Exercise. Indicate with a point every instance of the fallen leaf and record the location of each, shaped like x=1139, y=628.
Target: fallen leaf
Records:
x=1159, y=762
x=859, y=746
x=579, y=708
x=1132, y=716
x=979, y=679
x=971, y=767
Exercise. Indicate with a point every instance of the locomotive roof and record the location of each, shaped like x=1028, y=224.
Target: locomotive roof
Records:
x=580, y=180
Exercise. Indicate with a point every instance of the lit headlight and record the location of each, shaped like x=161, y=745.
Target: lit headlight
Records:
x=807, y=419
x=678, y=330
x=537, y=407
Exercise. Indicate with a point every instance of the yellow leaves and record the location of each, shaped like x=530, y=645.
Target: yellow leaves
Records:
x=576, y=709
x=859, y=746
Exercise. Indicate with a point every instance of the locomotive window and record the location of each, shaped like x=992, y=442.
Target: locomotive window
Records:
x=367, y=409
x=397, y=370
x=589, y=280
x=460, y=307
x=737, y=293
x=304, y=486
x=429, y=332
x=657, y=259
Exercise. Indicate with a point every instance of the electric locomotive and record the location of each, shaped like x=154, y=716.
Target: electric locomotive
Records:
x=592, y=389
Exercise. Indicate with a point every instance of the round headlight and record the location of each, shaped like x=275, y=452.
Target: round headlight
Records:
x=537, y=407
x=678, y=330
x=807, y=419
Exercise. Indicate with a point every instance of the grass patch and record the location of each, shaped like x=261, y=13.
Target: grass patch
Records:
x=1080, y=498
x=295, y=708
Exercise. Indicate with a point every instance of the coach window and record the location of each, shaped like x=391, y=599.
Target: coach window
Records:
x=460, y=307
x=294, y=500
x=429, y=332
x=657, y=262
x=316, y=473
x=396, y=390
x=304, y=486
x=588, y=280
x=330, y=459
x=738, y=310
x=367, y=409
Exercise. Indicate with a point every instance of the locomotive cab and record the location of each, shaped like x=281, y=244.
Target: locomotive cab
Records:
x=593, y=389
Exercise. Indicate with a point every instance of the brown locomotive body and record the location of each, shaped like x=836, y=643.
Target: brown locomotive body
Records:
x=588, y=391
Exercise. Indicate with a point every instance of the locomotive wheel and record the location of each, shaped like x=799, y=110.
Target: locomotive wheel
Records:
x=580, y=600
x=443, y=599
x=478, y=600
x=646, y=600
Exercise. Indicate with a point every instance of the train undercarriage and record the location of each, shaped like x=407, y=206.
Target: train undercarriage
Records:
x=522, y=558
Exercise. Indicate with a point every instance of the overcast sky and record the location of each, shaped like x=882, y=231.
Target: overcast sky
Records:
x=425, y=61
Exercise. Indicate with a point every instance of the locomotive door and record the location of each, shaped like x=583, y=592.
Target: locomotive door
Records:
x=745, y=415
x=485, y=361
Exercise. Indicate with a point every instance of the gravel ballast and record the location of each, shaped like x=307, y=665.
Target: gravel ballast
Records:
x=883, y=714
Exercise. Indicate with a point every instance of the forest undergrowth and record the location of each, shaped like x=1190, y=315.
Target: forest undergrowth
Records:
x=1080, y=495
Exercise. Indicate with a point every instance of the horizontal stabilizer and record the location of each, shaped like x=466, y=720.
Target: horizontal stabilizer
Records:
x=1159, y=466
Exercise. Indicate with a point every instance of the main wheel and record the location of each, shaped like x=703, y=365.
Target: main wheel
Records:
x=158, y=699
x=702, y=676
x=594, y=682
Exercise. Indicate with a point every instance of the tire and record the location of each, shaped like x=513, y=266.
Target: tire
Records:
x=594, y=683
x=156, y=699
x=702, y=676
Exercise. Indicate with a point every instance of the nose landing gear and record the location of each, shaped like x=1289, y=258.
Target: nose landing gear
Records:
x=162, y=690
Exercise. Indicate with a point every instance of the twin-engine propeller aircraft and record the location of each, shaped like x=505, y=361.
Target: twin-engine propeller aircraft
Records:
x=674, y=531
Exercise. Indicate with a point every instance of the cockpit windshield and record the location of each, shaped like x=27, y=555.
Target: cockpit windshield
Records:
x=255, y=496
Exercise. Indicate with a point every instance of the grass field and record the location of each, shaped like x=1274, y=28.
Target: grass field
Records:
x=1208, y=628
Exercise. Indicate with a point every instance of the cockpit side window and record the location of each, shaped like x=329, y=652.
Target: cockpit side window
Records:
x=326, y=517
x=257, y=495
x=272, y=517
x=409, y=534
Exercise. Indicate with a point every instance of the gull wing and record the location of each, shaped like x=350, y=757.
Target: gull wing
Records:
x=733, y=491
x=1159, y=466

* * *

> Given exercise:
Reproduce the material from the line containing "Exercise. Indicate with a point every instance of the forest" up to and including the line containing "x=1080, y=495", adding 67 to the x and y values of each recorded point while leaving the sample values in the instruction line unchanged.

> Written answer:
Exercise. Indicate with a point every instance of the forest undergrowth and record the location of each, shaped like x=1190, y=315.
Target: forest undergrowth
Records:
x=1147, y=562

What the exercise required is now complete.